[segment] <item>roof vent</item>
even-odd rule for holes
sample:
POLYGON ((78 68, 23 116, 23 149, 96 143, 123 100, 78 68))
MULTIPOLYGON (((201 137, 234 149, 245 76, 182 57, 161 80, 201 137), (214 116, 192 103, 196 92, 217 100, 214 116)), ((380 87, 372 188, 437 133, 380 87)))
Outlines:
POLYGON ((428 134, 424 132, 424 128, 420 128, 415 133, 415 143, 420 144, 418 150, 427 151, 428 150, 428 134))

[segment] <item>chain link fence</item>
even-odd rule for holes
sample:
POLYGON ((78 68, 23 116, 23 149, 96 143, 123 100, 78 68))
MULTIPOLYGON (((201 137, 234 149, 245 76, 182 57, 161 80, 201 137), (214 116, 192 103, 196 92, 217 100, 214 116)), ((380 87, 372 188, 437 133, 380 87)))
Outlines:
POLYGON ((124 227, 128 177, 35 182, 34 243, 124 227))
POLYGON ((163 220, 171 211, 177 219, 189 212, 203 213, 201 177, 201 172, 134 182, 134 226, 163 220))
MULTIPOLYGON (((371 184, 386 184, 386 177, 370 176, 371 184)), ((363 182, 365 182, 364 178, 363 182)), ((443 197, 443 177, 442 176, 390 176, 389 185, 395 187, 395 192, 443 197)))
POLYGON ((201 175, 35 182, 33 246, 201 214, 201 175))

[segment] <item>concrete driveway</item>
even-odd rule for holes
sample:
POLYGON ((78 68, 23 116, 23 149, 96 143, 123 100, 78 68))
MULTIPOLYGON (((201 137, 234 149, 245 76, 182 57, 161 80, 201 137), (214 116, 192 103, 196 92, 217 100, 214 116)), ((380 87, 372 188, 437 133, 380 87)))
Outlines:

* SHORT PROBLEM
Render the listing above as a JSON array of strings, with one string for each line and blank lines omitted.

* ANSWER TO THE PROBLEM
[
  "[segment] <item>roof vent</item>",
  "even-odd rule for holes",
  "sample:",
  "POLYGON ((78 68, 23 116, 23 149, 96 143, 123 100, 78 68))",
  "MULTIPOLYGON (((201 137, 234 149, 245 76, 182 57, 161 80, 201 137), (214 116, 192 103, 196 92, 217 100, 214 116)), ((380 87, 372 188, 437 133, 380 87)))",
  "Outlines:",
  "POLYGON ((428 134, 424 132, 424 128, 420 128, 415 133, 415 143, 420 144, 418 150, 427 151, 428 150, 428 134))",
  "[segment] <item>chain link fence</item>",
  "even-odd rule for holes",
  "sample:",
  "POLYGON ((78 68, 23 116, 23 149, 96 143, 123 100, 78 68))",
  "MULTIPOLYGON (((201 137, 234 149, 245 76, 182 57, 161 80, 201 137), (214 116, 192 103, 196 92, 217 100, 214 116)), ((380 87, 372 188, 437 133, 380 87)))",
  "Outlines:",
  "POLYGON ((124 227, 128 177, 35 182, 34 243, 124 227))",
  "POLYGON ((163 220, 171 211, 177 219, 189 212, 203 213, 201 177, 201 172, 134 182, 134 226, 163 220))",
  "MULTIPOLYGON (((371 184, 386 184, 386 177, 370 176, 371 184)), ((363 182, 365 182, 364 178, 363 182)), ((443 197, 443 177, 442 176, 390 176, 389 185, 395 187, 395 192, 443 197)))",
  "POLYGON ((201 175, 35 182, 33 246, 201 214, 201 175))",
  "[segment] <item>concrete driveway</item>",
  "even-odd rule for holes",
  "sample:",
  "POLYGON ((78 68, 23 116, 23 149, 96 143, 123 100, 78 68))",
  "MULTIPOLYGON (((201 137, 234 149, 245 76, 182 57, 161 80, 201 137), (214 116, 192 103, 196 92, 217 100, 214 116)), ((380 87, 372 188, 437 133, 380 87)))",
  "Outlines:"
]